** BEGIN **
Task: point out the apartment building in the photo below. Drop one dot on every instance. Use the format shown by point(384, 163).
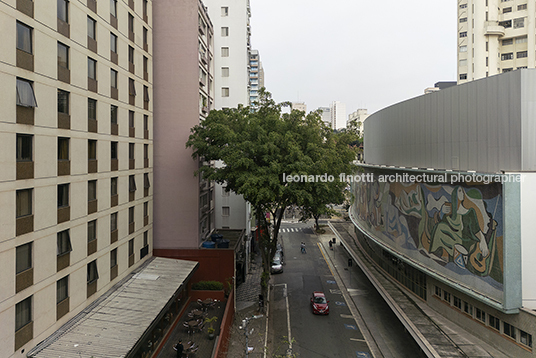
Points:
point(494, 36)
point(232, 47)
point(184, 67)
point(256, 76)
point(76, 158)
** END **
** BEGIN **
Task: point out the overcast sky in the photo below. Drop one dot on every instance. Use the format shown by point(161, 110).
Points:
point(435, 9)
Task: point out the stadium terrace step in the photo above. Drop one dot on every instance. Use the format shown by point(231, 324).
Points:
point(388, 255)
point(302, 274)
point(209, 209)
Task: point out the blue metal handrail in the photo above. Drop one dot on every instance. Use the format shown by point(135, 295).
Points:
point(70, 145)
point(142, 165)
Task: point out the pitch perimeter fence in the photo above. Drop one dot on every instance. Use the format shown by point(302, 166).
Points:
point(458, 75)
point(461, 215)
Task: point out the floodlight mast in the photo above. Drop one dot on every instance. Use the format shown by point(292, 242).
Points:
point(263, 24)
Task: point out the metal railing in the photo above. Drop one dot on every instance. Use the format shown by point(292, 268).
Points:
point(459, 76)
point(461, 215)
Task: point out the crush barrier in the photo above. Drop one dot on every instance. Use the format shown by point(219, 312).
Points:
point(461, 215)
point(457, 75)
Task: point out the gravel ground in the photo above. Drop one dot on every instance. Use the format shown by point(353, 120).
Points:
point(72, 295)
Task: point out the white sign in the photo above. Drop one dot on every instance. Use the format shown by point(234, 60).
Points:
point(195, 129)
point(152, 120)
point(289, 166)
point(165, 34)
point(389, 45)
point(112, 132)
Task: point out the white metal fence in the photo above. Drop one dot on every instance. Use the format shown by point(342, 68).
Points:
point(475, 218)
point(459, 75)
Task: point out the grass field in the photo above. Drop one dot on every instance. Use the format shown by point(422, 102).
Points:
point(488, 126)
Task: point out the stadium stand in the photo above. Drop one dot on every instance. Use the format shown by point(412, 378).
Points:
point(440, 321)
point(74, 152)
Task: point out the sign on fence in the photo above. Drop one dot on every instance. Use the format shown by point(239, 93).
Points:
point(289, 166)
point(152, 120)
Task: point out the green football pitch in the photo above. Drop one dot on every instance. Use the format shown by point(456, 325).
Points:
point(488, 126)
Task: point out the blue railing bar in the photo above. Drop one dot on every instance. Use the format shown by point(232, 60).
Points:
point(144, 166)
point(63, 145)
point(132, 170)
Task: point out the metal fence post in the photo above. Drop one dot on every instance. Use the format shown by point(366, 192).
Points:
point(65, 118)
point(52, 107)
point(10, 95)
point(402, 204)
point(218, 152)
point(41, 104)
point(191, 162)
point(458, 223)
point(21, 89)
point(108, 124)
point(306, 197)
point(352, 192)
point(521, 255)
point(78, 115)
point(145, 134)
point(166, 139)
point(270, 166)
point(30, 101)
** END **
Lay out the entries that begin at the line containing "Task: point out the white sign" and stop after the line containing "point(459, 75)" as a two-column CSV with the headers text and answer, one row per entry. Wrap each field in double quotes and turn any line breaks inside a field into spaces.

text,answer
"Task: point out the white sign in the photo above. Drop one dot on every instance. Use the format shown by point(234, 60). Points:","point(195, 129) point(152, 120) point(289, 166) point(165, 34) point(389, 45) point(112, 132)"
"Task: point out the white metal fence in the photo above. Drop one dot on every instance. Use the format shown by point(342, 68). Points:","point(475, 218) point(459, 75)"